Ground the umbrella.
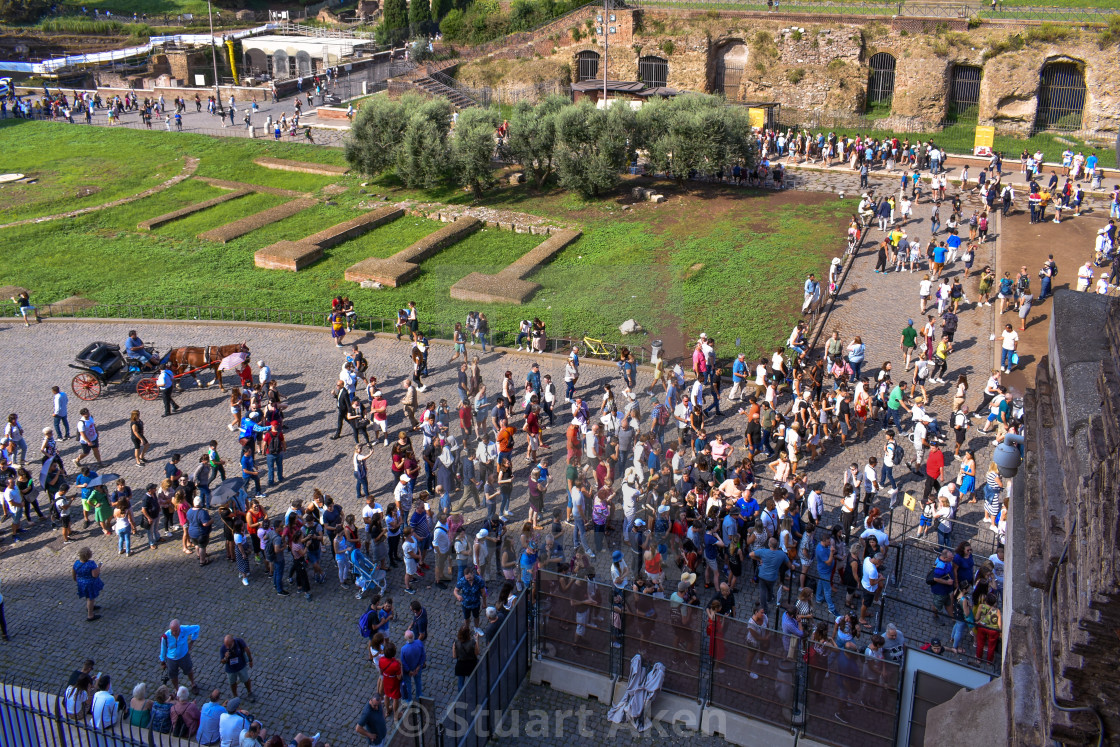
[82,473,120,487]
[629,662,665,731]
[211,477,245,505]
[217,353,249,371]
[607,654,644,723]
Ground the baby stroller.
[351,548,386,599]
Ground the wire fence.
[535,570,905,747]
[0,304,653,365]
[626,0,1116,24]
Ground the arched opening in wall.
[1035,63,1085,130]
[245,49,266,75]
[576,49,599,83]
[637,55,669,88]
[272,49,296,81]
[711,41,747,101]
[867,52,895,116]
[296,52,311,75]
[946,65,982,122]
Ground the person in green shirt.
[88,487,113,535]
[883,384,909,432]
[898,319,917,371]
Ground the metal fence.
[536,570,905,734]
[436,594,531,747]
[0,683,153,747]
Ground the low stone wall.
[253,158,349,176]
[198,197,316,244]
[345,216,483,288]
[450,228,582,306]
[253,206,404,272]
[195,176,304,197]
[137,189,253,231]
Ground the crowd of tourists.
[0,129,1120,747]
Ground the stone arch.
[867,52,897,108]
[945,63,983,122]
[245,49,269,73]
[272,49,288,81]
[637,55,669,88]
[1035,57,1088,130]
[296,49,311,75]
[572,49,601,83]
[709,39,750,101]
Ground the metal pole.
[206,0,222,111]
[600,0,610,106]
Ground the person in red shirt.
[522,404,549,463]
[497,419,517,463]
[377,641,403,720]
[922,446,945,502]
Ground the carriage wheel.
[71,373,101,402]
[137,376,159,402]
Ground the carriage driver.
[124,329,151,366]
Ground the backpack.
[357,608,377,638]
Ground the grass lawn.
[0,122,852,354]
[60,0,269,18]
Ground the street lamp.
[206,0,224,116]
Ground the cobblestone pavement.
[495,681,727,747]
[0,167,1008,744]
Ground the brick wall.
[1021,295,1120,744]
_ _ _ _
EXERCISE DESCRIPTION: Can you copy the items from the start through the line containing "[898,319,917,371]", omitting the pictures?

ANSWER:
Ground the umbrella.
[82,473,120,487]
[629,662,665,731]
[211,477,245,505]
[217,353,249,371]
[607,654,644,723]
Ground the baby stroller.
[351,548,386,599]
Ground the wire fence.
[535,570,905,747]
[0,304,653,365]
[626,0,1116,24]
Ground the arched opening in wall.
[1035,63,1085,130]
[245,49,266,75]
[576,49,599,83]
[637,55,669,88]
[272,49,296,81]
[711,41,747,101]
[867,52,895,116]
[296,52,311,75]
[946,65,982,122]
Ground the person in green shirt.
[88,487,113,535]
[883,384,909,432]
[898,319,917,371]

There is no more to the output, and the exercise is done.